↓

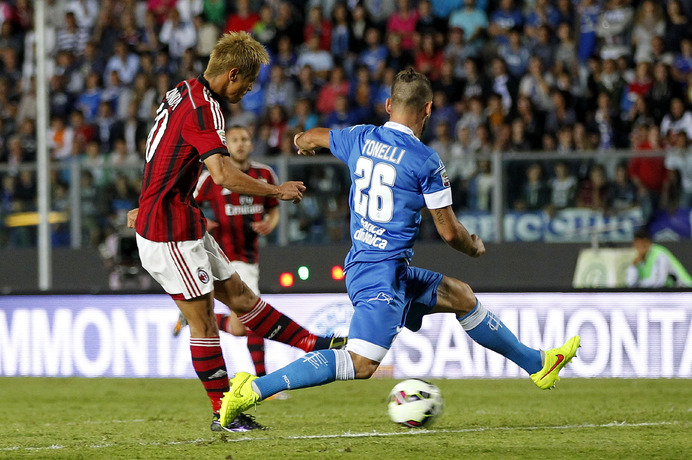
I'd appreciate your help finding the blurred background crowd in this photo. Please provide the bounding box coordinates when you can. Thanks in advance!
[0,0,692,252]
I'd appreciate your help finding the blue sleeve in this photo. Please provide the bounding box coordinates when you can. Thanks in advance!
[329,125,368,163]
[419,153,452,209]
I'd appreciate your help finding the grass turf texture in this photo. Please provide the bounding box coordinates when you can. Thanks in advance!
[0,378,692,460]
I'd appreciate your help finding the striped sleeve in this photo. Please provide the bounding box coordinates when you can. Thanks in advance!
[182,88,228,161]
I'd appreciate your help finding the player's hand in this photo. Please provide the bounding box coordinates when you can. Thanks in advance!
[207,219,219,232]
[250,220,274,235]
[469,233,485,257]
[293,131,316,157]
[278,181,305,203]
[127,208,139,228]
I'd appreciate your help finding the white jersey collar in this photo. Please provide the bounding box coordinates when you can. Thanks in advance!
[384,121,420,140]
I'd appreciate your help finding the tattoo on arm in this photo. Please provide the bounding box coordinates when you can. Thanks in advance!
[435,209,445,224]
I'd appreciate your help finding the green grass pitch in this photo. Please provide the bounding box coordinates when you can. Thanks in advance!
[0,378,692,460]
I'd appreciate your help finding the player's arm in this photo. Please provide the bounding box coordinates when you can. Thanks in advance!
[430,206,485,257]
[251,207,279,235]
[293,128,330,156]
[204,154,305,203]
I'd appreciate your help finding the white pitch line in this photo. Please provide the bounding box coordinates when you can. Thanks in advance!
[0,420,680,452]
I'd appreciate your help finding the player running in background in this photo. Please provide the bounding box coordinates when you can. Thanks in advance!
[221,70,579,423]
[627,227,692,288]
[128,32,344,431]
[173,125,279,377]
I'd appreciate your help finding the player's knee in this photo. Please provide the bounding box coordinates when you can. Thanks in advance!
[438,276,476,313]
[351,353,380,379]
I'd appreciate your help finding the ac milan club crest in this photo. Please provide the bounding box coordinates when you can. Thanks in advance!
[197,268,209,284]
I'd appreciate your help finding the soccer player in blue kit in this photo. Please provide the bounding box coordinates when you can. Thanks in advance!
[220,69,579,424]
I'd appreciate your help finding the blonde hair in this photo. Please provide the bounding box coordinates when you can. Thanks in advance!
[204,32,269,77]
[391,68,433,110]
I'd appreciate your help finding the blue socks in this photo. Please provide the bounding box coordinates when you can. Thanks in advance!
[458,299,543,374]
[252,350,356,399]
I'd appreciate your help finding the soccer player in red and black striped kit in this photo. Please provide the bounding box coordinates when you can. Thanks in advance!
[173,125,279,382]
[128,32,346,431]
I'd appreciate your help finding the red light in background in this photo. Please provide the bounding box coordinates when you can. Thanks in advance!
[332,265,344,281]
[279,272,294,287]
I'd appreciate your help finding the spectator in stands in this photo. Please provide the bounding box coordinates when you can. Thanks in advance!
[627,125,668,222]
[428,119,453,166]
[648,62,682,124]
[632,0,666,62]
[274,0,303,47]
[596,0,634,59]
[665,131,692,209]
[387,0,418,51]
[303,5,332,51]
[324,95,358,129]
[488,0,524,44]
[528,24,557,73]
[55,11,89,55]
[296,65,322,101]
[576,164,608,211]
[75,73,103,123]
[137,10,161,53]
[491,57,519,112]
[202,0,228,27]
[606,163,638,214]
[498,27,535,80]
[103,41,139,85]
[661,97,692,139]
[414,0,447,47]
[362,0,396,30]
[663,0,690,52]
[287,98,320,132]
[357,27,386,79]
[265,65,296,111]
[384,34,415,76]
[514,162,550,211]
[672,37,692,84]
[524,0,560,39]
[47,115,74,160]
[316,66,349,115]
[519,56,554,112]
[627,227,692,288]
[548,161,577,214]
[159,9,197,63]
[296,33,334,80]
[330,2,351,64]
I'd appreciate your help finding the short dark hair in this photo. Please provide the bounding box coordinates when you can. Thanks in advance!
[634,227,651,241]
[391,68,433,110]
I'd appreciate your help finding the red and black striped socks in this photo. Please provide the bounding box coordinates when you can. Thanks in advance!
[190,336,229,413]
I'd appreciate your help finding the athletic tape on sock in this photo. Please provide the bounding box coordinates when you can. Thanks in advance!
[459,299,488,331]
[332,350,356,380]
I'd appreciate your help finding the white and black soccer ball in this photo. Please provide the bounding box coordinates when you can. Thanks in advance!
[387,379,444,428]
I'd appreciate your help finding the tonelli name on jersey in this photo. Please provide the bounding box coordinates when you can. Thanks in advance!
[363,139,406,164]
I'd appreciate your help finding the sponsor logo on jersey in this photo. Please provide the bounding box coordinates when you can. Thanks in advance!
[216,129,226,145]
[440,169,449,187]
[368,292,394,303]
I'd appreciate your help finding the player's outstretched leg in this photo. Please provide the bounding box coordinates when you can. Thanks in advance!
[173,313,187,337]
[459,300,579,389]
[531,335,581,390]
[219,350,356,424]
[238,299,347,352]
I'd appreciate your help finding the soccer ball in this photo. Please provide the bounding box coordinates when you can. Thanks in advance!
[387,379,444,428]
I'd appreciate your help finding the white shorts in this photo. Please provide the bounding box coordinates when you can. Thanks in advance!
[137,233,235,300]
[231,260,259,295]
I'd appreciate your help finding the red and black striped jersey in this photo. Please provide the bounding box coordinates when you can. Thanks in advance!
[195,161,279,264]
[136,76,228,242]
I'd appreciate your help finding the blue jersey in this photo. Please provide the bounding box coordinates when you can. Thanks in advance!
[329,121,452,269]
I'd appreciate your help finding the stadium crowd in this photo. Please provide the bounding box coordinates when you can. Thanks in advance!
[0,0,692,250]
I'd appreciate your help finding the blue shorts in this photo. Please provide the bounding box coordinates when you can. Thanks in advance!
[346,260,442,362]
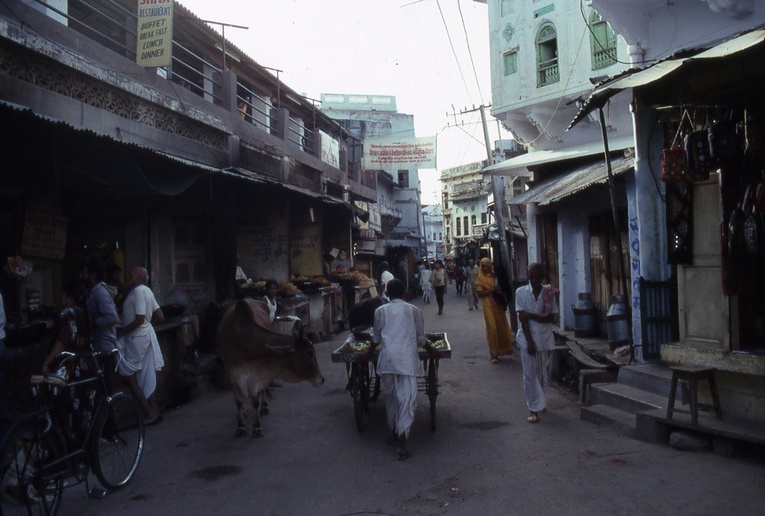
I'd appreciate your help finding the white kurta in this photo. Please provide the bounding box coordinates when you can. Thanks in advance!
[372,299,428,436]
[515,285,558,412]
[117,285,165,398]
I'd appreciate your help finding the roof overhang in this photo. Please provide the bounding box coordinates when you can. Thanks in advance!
[482,136,635,177]
[568,29,765,129]
[507,156,635,206]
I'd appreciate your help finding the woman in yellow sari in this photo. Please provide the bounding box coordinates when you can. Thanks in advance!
[475,258,514,364]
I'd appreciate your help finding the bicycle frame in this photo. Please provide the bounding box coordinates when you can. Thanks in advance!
[33,350,117,486]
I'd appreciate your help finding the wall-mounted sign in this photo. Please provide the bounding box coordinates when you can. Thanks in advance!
[364,136,436,170]
[135,0,173,68]
[21,210,67,260]
[319,129,340,168]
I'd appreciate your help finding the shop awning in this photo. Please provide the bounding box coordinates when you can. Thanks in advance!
[481,136,635,177]
[568,29,765,129]
[508,157,635,206]
[221,167,348,206]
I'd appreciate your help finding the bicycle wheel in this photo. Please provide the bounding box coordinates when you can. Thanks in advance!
[91,393,144,491]
[0,415,64,516]
[351,362,369,432]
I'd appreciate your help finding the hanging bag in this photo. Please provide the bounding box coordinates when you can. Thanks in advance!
[728,186,749,254]
[684,129,711,181]
[661,110,691,183]
[707,111,743,167]
[742,184,765,255]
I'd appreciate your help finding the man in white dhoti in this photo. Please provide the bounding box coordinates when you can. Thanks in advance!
[372,279,428,460]
[117,265,165,425]
[515,263,558,423]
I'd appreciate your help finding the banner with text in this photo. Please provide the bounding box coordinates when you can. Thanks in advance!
[135,0,173,68]
[364,136,436,170]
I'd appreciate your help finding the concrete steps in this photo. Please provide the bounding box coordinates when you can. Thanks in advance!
[580,364,676,439]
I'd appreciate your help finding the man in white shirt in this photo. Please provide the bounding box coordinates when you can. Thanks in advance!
[372,279,428,460]
[380,262,393,297]
[515,263,558,423]
[117,265,165,425]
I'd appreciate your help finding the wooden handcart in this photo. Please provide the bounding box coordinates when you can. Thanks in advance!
[332,333,452,432]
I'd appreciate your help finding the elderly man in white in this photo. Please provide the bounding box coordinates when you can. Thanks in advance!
[117,265,165,425]
[372,279,428,460]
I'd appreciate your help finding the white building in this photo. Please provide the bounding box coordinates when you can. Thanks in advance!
[421,204,445,260]
[441,161,493,256]
[321,93,423,277]
[485,0,634,331]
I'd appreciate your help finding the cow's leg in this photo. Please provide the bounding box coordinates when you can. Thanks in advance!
[252,389,266,437]
[256,389,271,416]
[229,377,247,437]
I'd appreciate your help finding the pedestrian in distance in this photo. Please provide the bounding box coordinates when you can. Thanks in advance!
[379,262,393,296]
[82,258,120,354]
[433,260,448,315]
[117,265,165,425]
[454,262,465,296]
[465,258,480,310]
[476,258,513,364]
[515,262,558,423]
[420,264,433,303]
[372,279,428,460]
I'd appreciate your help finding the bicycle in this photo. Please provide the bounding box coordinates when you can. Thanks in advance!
[0,350,144,515]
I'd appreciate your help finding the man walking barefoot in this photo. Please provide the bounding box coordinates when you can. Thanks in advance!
[372,279,428,460]
[515,263,558,423]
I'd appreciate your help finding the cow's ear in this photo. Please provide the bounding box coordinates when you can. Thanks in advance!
[292,321,303,342]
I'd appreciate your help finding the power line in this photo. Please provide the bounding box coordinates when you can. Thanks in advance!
[436,0,472,102]
[457,1,483,104]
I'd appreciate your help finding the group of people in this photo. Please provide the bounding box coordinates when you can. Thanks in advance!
[42,259,164,425]
[368,258,558,460]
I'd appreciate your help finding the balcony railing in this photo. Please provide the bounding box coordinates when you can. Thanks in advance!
[539,57,560,86]
[287,116,314,154]
[236,81,275,133]
[592,47,616,70]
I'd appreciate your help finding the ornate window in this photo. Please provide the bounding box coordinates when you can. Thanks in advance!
[536,23,560,86]
[590,12,616,70]
[502,50,518,75]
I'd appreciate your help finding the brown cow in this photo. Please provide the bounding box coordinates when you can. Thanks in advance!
[217,299,324,437]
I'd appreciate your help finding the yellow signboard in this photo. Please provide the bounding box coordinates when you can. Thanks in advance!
[21,210,67,260]
[135,0,173,68]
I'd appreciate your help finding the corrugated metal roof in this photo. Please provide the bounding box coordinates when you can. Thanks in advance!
[568,29,765,129]
[482,136,635,177]
[508,156,635,206]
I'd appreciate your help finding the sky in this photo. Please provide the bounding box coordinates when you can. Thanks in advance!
[177,0,502,204]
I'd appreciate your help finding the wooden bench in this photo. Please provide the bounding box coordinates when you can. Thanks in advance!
[667,365,722,425]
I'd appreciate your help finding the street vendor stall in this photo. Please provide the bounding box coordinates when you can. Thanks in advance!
[332,328,452,432]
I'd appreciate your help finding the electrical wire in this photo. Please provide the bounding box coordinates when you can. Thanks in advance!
[436,0,473,103]
[457,1,484,105]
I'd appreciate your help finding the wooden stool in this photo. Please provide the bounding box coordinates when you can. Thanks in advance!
[667,365,722,425]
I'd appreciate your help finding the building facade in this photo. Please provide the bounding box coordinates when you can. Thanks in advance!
[421,204,445,261]
[0,0,377,346]
[321,93,424,284]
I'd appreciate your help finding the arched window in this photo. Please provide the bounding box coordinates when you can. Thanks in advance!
[536,23,560,86]
[590,11,616,70]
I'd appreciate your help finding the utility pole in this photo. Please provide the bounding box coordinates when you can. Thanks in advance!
[479,104,515,288]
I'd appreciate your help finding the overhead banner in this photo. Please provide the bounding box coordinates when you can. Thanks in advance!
[135,0,173,68]
[364,136,436,170]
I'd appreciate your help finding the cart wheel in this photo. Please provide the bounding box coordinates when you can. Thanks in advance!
[351,362,369,432]
[427,359,438,432]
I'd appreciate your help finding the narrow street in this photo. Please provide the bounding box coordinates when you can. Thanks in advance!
[61,285,765,515]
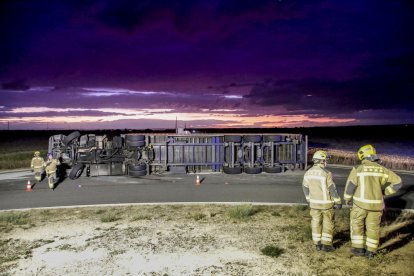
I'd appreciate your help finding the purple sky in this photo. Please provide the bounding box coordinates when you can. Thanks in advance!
[0,0,414,129]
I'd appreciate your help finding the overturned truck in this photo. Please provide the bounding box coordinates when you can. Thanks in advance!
[49,131,307,179]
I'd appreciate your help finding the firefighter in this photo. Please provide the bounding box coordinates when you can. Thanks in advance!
[344,145,402,258]
[30,151,45,182]
[46,152,60,189]
[302,150,342,252]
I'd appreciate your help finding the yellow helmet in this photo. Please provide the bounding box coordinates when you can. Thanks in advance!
[312,150,328,161]
[358,145,378,160]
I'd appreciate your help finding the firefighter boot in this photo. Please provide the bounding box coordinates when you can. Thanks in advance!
[48,175,55,190]
[315,243,322,251]
[322,244,335,252]
[365,250,375,259]
[351,247,365,256]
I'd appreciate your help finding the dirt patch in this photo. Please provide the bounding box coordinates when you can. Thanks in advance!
[0,205,414,275]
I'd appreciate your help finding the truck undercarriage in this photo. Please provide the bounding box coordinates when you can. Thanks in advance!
[49,131,307,179]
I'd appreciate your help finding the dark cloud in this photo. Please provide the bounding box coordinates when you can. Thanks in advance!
[0,0,414,127]
[1,79,30,91]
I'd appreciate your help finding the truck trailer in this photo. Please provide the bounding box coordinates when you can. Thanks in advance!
[49,131,308,179]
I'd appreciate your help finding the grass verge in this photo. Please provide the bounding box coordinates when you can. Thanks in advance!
[0,204,414,275]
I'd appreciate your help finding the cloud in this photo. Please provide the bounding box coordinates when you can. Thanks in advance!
[1,79,30,91]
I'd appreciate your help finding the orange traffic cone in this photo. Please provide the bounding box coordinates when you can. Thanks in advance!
[26,180,33,192]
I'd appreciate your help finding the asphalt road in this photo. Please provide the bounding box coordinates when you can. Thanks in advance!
[0,168,414,210]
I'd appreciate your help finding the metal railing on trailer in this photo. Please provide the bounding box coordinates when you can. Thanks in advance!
[49,132,307,177]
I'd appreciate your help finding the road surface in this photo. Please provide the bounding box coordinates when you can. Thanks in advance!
[0,168,414,210]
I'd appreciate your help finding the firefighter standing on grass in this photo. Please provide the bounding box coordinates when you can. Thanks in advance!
[302,150,342,252]
[30,151,45,182]
[46,152,60,189]
[344,145,402,258]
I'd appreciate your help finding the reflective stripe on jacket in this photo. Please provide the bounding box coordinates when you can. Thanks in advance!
[302,164,341,209]
[30,157,45,169]
[46,159,60,173]
[344,159,402,211]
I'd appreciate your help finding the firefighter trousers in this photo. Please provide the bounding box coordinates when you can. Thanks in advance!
[310,208,335,245]
[351,204,382,253]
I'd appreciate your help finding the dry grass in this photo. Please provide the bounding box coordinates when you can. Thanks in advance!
[308,148,414,171]
[0,205,414,275]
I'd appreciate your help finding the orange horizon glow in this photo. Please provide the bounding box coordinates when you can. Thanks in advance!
[0,107,356,128]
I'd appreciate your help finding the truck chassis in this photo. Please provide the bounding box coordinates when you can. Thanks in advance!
[49,131,307,179]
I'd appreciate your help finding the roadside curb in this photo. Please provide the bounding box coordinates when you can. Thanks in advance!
[0,169,30,174]
[0,202,414,212]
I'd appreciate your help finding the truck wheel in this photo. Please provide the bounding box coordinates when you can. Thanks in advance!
[264,166,282,173]
[128,165,147,172]
[244,167,262,174]
[223,167,242,174]
[125,140,145,147]
[224,135,241,143]
[128,170,147,177]
[63,131,80,146]
[243,135,262,143]
[69,163,85,180]
[125,135,145,141]
[263,135,282,142]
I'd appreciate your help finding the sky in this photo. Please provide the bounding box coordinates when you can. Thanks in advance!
[0,0,414,129]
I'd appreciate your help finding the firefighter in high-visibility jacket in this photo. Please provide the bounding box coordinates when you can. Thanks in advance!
[302,150,342,252]
[30,151,45,182]
[344,145,402,258]
[46,153,60,189]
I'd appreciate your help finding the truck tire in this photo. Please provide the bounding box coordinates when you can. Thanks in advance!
[125,135,145,141]
[128,170,147,177]
[264,166,282,173]
[62,131,80,146]
[125,140,145,147]
[263,135,282,142]
[128,165,147,172]
[224,135,241,143]
[223,167,242,174]
[243,135,262,143]
[244,167,262,174]
[69,163,85,180]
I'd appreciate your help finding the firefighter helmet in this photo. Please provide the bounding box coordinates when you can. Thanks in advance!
[358,145,378,161]
[312,150,328,161]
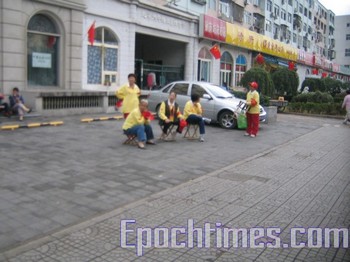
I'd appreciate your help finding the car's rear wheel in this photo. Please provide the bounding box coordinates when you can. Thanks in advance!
[219,111,237,129]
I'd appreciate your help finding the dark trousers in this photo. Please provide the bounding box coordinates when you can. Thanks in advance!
[186,115,205,135]
[159,120,181,134]
[124,125,154,142]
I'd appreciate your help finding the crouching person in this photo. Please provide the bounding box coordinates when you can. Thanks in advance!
[123,99,155,149]
[184,94,205,142]
[159,92,183,140]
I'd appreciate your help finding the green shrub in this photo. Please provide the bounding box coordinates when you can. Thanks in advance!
[292,91,334,103]
[288,102,345,115]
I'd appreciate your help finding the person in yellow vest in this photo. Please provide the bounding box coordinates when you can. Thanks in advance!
[116,74,141,119]
[122,99,155,149]
[244,82,260,137]
[159,92,183,140]
[184,94,205,142]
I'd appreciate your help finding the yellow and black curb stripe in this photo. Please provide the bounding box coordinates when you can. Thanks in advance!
[0,121,64,130]
[80,116,123,123]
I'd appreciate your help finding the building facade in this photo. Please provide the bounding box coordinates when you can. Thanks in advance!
[335,15,350,68]
[0,0,350,112]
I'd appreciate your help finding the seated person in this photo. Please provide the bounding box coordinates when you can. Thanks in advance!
[9,87,32,121]
[184,94,205,142]
[123,99,155,149]
[0,94,11,117]
[159,92,183,139]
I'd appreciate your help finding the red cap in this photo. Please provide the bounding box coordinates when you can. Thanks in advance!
[249,82,258,89]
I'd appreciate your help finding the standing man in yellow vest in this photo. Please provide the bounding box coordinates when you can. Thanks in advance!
[116,74,141,119]
[244,82,260,137]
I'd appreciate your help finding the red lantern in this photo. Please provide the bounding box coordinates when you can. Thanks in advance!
[288,61,295,70]
[255,53,265,65]
[210,44,221,59]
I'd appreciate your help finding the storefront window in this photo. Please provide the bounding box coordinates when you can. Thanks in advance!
[197,47,211,82]
[88,27,118,86]
[27,14,60,86]
[220,52,233,87]
[235,55,247,86]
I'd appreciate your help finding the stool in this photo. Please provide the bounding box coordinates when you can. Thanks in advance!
[159,125,175,141]
[123,135,137,145]
[184,124,199,139]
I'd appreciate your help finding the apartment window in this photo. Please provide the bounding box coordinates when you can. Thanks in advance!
[219,1,230,17]
[209,0,216,10]
[27,14,61,86]
[88,27,118,84]
[243,11,252,25]
[266,20,272,32]
[266,0,272,12]
[274,5,280,17]
[281,9,287,20]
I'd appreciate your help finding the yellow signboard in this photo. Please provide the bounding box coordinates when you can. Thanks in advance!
[225,23,298,61]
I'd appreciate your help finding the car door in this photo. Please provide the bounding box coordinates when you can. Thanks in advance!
[170,83,191,109]
[191,84,216,119]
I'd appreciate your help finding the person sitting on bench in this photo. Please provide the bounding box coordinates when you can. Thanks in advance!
[159,92,183,140]
[123,99,155,149]
[9,87,32,121]
[184,94,205,142]
[0,93,11,117]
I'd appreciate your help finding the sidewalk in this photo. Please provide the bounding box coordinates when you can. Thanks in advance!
[0,125,350,262]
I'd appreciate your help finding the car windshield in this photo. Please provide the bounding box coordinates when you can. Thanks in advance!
[202,83,234,98]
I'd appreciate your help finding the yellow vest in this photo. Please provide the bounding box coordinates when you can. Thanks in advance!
[247,90,260,114]
[116,83,140,113]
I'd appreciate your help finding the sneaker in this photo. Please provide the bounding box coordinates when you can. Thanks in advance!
[203,117,211,125]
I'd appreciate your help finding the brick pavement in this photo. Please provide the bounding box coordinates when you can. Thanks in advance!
[0,117,350,261]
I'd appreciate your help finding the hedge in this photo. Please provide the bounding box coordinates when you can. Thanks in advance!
[292,91,334,103]
[288,102,346,115]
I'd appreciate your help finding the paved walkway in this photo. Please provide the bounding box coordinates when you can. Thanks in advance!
[0,121,350,262]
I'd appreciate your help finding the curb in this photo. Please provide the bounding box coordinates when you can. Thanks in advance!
[0,121,64,131]
[80,116,123,123]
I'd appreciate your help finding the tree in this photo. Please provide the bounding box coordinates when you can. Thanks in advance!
[301,78,326,92]
[241,67,275,97]
[272,67,299,96]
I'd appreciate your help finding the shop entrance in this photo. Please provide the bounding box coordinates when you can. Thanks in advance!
[135,33,186,89]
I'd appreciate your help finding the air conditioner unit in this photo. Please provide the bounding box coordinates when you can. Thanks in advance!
[192,0,207,5]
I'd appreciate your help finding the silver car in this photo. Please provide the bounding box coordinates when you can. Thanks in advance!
[142,81,266,129]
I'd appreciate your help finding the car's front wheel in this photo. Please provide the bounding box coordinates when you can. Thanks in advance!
[219,111,237,129]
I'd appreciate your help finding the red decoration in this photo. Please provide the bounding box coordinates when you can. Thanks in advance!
[255,53,265,65]
[142,111,154,121]
[288,61,295,70]
[115,99,123,108]
[47,35,56,48]
[88,22,95,45]
[210,44,221,59]
[179,119,187,133]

↑

### Given request
Which lines in the records above contain the word "wheel"? Pick out each one and copy it in full.

### Finished exercise
I'd appreciate your help finding the bicycle wheel in this photo. Please provide the bounding box coordinates when you can. Thanks in advance!
I'd appreciate your help finding the cart wheel in this photo. Please provide the bounding box coordinates when you can. Thanks in advance!
I'd appreciate your help finding the truck wheel in this photo. Please provide the bounding box coordinates when you can. Thanks in advance!
I'd appreciate your help finding the car's rear wheel in this photo. Please provide the bounding box coordinates when you can. Thanks in advance!
I'd appreciate your help finding the car's front wheel in this photo. Please provide the bounding box coordinates when you can. Thanks in advance!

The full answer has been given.